(Dataset entries)
+ + + + + + +

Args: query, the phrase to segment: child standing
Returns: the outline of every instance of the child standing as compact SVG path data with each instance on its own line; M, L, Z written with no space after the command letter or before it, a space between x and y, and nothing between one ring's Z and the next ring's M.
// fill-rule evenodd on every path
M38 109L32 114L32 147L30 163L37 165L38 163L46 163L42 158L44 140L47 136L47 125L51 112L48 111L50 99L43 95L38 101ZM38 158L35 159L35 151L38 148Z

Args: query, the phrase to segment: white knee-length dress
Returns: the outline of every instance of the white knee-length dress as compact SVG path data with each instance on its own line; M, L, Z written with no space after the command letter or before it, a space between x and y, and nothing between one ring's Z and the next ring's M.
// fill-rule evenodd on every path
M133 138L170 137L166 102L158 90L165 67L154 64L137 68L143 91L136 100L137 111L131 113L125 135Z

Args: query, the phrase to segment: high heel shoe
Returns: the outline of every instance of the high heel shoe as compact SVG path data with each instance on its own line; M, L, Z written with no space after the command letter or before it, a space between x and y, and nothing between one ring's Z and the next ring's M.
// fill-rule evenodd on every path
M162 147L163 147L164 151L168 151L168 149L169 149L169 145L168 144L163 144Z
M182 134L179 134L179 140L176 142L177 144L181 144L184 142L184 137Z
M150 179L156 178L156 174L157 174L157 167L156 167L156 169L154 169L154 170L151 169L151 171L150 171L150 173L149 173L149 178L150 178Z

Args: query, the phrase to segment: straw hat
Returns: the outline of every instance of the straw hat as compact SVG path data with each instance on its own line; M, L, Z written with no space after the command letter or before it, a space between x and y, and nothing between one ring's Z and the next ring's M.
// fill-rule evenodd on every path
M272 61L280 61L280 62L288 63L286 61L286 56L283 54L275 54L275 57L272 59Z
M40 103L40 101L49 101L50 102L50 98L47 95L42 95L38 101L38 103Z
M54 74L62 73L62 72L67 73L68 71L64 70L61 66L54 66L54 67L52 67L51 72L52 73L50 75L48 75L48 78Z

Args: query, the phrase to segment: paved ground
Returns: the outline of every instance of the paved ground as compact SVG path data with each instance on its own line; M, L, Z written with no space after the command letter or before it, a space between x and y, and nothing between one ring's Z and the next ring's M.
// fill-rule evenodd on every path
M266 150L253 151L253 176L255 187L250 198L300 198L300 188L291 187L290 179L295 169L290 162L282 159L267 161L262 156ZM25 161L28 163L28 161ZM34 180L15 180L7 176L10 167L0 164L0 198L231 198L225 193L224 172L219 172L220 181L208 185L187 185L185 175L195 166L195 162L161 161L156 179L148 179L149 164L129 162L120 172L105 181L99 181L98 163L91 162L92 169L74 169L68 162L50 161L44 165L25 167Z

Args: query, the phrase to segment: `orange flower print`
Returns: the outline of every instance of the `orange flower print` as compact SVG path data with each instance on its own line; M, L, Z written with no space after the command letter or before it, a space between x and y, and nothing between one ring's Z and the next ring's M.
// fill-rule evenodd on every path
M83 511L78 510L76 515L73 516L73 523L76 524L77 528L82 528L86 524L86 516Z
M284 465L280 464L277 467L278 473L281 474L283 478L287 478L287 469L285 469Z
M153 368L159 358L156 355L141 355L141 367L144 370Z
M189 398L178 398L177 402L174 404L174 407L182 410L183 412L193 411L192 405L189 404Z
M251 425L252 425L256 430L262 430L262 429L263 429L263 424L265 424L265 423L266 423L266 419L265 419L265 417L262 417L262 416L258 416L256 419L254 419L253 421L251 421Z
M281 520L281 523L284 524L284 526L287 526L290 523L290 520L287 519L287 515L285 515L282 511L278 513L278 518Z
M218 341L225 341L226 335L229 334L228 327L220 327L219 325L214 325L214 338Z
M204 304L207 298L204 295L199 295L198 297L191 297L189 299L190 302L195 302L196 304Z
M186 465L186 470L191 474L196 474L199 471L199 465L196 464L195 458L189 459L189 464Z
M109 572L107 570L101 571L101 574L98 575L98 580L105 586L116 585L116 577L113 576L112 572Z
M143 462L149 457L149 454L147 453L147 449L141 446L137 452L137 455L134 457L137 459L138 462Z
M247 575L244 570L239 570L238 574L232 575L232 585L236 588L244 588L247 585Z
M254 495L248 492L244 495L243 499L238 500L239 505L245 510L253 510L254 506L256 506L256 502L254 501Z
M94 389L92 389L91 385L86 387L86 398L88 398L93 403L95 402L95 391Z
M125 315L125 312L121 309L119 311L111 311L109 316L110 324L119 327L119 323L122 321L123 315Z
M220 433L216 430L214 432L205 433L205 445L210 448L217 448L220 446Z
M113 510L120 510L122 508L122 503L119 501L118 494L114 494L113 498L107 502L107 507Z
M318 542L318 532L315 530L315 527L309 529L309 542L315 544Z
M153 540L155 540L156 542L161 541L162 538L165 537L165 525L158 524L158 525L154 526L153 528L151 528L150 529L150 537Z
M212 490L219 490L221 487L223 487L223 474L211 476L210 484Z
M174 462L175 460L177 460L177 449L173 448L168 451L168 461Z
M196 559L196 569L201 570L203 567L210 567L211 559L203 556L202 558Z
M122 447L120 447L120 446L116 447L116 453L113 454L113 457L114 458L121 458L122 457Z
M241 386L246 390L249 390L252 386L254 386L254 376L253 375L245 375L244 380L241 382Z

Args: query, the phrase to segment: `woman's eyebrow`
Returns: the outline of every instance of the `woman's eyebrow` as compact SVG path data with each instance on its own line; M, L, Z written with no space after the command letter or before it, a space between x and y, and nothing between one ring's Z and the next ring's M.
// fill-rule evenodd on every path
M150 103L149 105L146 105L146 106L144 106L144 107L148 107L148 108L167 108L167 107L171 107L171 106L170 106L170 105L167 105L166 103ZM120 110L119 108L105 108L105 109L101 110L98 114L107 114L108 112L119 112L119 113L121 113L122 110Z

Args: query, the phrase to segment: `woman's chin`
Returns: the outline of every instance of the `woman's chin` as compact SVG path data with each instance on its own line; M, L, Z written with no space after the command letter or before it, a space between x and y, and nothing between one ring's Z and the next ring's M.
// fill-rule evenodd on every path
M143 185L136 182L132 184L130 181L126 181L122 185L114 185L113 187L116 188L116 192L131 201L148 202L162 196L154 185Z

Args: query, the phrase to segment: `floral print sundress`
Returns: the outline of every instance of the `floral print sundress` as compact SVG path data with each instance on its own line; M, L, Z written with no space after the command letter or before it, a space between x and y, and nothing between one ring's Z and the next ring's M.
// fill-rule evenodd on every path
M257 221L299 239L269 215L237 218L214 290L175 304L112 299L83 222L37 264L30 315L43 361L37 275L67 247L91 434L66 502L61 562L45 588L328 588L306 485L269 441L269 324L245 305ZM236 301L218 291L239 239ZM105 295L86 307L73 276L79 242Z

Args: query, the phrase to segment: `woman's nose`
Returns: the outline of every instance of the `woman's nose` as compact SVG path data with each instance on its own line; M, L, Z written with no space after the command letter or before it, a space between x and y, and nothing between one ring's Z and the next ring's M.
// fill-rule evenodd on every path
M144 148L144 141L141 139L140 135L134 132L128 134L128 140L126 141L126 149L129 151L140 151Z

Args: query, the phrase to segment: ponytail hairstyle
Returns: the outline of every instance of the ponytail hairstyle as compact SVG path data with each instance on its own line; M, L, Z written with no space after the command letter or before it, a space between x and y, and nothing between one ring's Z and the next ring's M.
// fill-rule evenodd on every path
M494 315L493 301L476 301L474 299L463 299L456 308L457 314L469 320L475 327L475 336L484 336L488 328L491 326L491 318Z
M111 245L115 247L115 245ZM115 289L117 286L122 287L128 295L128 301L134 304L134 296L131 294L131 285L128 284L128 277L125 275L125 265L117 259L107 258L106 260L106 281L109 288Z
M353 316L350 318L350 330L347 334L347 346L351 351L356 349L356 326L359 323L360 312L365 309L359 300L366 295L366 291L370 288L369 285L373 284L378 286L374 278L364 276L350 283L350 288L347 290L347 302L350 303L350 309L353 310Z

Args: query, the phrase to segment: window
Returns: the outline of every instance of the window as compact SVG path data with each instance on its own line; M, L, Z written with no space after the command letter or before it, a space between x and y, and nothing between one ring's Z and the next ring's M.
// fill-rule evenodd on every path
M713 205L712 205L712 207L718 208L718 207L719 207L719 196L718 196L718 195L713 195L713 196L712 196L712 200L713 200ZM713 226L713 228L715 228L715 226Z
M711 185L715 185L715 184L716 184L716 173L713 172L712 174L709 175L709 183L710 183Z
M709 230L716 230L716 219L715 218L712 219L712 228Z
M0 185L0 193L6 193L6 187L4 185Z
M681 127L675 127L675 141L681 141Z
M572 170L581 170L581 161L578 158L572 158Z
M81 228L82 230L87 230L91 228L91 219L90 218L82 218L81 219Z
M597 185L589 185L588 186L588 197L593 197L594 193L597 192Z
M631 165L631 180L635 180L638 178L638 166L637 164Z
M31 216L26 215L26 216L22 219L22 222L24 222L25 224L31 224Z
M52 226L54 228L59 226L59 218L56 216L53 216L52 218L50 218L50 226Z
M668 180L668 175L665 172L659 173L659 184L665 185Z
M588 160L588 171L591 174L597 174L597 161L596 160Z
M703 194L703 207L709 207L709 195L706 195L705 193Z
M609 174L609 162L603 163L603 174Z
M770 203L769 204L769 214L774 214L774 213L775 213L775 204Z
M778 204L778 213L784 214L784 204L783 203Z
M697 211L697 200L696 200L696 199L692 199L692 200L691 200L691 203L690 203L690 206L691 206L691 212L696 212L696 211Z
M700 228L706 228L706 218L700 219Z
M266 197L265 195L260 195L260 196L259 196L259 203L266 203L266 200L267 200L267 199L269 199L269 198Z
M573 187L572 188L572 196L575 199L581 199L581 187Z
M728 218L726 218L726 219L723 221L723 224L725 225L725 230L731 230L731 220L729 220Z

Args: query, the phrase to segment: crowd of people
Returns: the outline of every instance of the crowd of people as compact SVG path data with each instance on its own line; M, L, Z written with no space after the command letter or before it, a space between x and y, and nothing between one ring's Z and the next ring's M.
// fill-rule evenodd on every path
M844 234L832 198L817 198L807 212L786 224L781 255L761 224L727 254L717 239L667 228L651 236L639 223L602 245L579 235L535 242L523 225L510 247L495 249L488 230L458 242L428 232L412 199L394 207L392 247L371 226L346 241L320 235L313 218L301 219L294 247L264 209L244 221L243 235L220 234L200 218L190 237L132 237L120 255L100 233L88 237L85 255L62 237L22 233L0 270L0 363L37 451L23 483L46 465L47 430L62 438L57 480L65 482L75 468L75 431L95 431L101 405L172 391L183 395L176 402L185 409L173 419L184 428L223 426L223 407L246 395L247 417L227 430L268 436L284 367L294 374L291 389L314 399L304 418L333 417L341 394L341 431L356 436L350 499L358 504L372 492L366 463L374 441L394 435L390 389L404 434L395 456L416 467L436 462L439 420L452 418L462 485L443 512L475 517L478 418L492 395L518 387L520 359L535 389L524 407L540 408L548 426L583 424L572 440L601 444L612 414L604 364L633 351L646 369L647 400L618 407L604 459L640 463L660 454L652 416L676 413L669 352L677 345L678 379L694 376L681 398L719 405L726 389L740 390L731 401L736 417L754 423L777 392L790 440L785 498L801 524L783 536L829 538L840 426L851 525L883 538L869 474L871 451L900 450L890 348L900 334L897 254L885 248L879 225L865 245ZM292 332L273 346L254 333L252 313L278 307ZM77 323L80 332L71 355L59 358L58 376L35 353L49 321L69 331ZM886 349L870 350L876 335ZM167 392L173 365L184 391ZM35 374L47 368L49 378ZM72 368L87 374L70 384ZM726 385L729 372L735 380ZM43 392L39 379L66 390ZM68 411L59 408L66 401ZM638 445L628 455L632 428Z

+ + + + + + +

▶ [TASK TO CARRY OUT]: Taking the line with "Args: query, the phrase to segment: window" as the first and the line with "Returns: the outline of every instance of the window" as the last, retype that stretch of the data above exactly, with no other lines.

▶ [ANSWER TO THIS EXERCISE]:
Args: query, the phrase to segment: window
Returns: the outline of every instance of the window as compact SVG path data with each instance on its own line; M, L, Z written with no space after the command letter or before it, a space between x and y, and nothing between one ring's Z and the next ring's M.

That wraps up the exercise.